▶ [Task details]
Please retype the data below exactly as it appears.

▶ [Excerpted records]
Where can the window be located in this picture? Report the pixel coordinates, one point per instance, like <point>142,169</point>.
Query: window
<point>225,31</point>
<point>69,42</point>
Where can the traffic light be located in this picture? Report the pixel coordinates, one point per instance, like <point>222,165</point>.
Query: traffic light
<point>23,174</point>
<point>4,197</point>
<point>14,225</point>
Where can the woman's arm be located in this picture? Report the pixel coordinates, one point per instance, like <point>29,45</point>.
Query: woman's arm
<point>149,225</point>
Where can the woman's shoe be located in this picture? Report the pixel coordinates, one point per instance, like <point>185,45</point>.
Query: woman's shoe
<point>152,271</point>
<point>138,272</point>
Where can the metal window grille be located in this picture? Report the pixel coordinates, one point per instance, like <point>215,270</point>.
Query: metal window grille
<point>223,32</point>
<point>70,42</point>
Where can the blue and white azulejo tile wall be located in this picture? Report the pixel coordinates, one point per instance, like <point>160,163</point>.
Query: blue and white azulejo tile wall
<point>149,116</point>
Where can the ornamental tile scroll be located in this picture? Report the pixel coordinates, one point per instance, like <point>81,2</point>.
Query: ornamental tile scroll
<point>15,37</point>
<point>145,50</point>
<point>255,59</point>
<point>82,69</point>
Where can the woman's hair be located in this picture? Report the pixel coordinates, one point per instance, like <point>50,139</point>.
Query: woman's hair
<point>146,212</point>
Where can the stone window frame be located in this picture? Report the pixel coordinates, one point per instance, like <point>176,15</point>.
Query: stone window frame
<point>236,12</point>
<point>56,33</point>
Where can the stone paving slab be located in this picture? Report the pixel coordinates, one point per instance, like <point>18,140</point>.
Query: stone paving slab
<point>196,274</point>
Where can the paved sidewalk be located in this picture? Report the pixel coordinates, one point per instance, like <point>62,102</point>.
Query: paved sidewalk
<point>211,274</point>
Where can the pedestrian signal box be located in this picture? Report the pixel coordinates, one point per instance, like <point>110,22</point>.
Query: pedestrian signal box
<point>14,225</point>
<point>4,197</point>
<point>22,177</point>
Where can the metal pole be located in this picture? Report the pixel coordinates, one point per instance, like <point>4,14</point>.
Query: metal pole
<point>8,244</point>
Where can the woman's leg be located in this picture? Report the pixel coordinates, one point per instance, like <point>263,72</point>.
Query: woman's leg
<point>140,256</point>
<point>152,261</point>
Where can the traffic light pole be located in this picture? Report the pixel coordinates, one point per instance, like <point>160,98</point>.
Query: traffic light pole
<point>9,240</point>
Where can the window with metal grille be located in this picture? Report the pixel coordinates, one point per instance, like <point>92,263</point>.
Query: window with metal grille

▶ [Solved problem]
Where can the window be located in this picture? Report the pixel coordinates, one point per instance, like <point>142,169</point>.
Query: window
<point>225,31</point>
<point>69,42</point>
Where can the traffic light be located in this picture? Report the pixel coordinates, one point per instance, like <point>222,165</point>.
Query: traffic light
<point>23,174</point>
<point>4,197</point>
<point>14,225</point>
Where can the woman's arm be located in this picture? Report the pixel coordinates, one point per instance, like <point>29,45</point>.
Query: woman's arm
<point>149,225</point>
Where can the woman's shoe be located in this picture? Report the pixel coordinates, one point per instance, like <point>185,45</point>.
Query: woman's shoe
<point>152,271</point>
<point>138,272</point>
Where can the metal window grille be located in this picture? Report the pixel coordinates, one point per instance, like <point>215,270</point>.
Query: metal window grille
<point>223,32</point>
<point>70,42</point>
Where can the blue and white azulejo tile wall be located in this picture? Report the pixel coordinates, one point per instance, like <point>160,163</point>.
Query: blue and white azulejo tile wall
<point>149,116</point>
Where can the ornamental tile scroll be located in this picture? Report the pixel coordinates, one point per instance, like <point>81,2</point>.
Query: ornamental tile scroll
<point>15,37</point>
<point>145,50</point>
<point>255,59</point>
<point>82,69</point>
Where can the woman's hair be located in this picture? Report the pixel coordinates, one point per instance, like <point>50,139</point>.
Query: woman's hair
<point>146,212</point>
Where can the stone window frame be located in this picture? Report the pixel coordinates, one point per instance, like <point>176,15</point>.
Query: stone window frame
<point>236,12</point>
<point>56,33</point>
Where can the stone paving slab be located in this picture? Report the pixel coordinates, one point per instance, like <point>18,140</point>.
Query: stone paving slab
<point>196,274</point>
Where can the paved sidewalk be located in this picture? Report the pixel coordinates, one point per instance, like <point>62,102</point>.
Query: paved sidewalk
<point>211,274</point>
Where can the pedestrian signal box be located in this picture? Report the pixel coordinates, one point per instance, like <point>110,22</point>.
Query: pedestrian signal box
<point>14,225</point>
<point>4,197</point>
<point>22,177</point>
Where can the metal pole be located in this picture? Report the pixel coordinates, one point per instance, like <point>4,14</point>.
Query: metal pole
<point>8,244</point>
Where can the woman's leg be located in this picture? Report the pixel coordinates, one point per instance, like <point>263,72</point>.
Query: woman's leg
<point>140,256</point>
<point>152,261</point>
Where can the traffic light pole be located in this picture? Report the pixel coordinates, one point per instance, like <point>160,98</point>.
Query: traffic light pole
<point>9,240</point>
Where can the window with metal grille be located in this picture? Report the pixel coordinates, one point per instance, like <point>92,263</point>.
Query: window with metal grille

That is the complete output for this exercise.